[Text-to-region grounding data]
------------------------

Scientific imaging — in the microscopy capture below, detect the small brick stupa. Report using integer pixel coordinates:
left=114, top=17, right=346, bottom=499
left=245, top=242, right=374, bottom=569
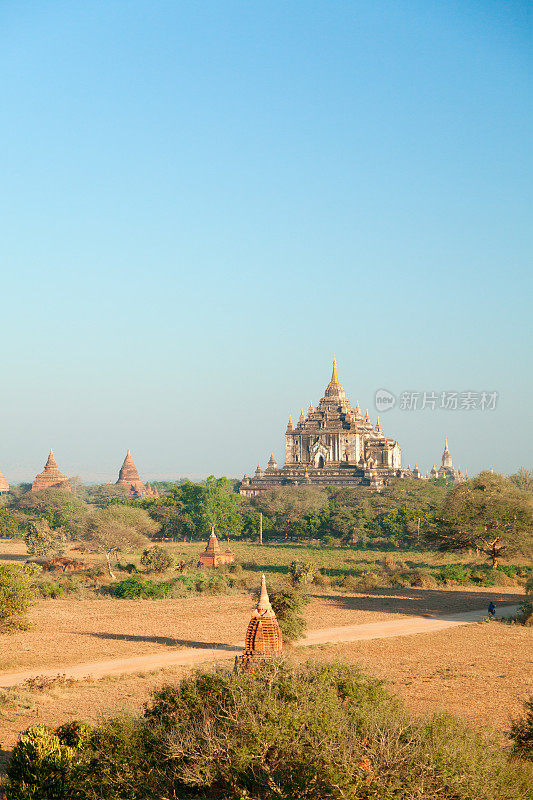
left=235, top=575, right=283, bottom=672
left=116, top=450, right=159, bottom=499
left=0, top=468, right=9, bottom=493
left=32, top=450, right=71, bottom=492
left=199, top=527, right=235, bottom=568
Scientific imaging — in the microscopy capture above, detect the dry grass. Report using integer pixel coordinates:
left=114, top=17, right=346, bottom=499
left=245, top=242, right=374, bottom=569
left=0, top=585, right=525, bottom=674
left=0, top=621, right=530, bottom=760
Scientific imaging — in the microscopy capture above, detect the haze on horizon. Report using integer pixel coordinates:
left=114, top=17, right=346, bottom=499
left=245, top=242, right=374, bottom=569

------------------------

◆ What needs to be done:
Going through the data above, return each line with the word "Report".

◆ Solution for this problem:
Scientific imaging — in the microscopy capture below, detect the small brick stupa. Report using integer pixel coordinates:
Scientific imaging — in the microscopy capture above, detect the dry grass. Report using integer pixel coordinates:
Scientific imaging — in the microscopy capture above, detect the haze on horizon. Report using integer pixel coordinates:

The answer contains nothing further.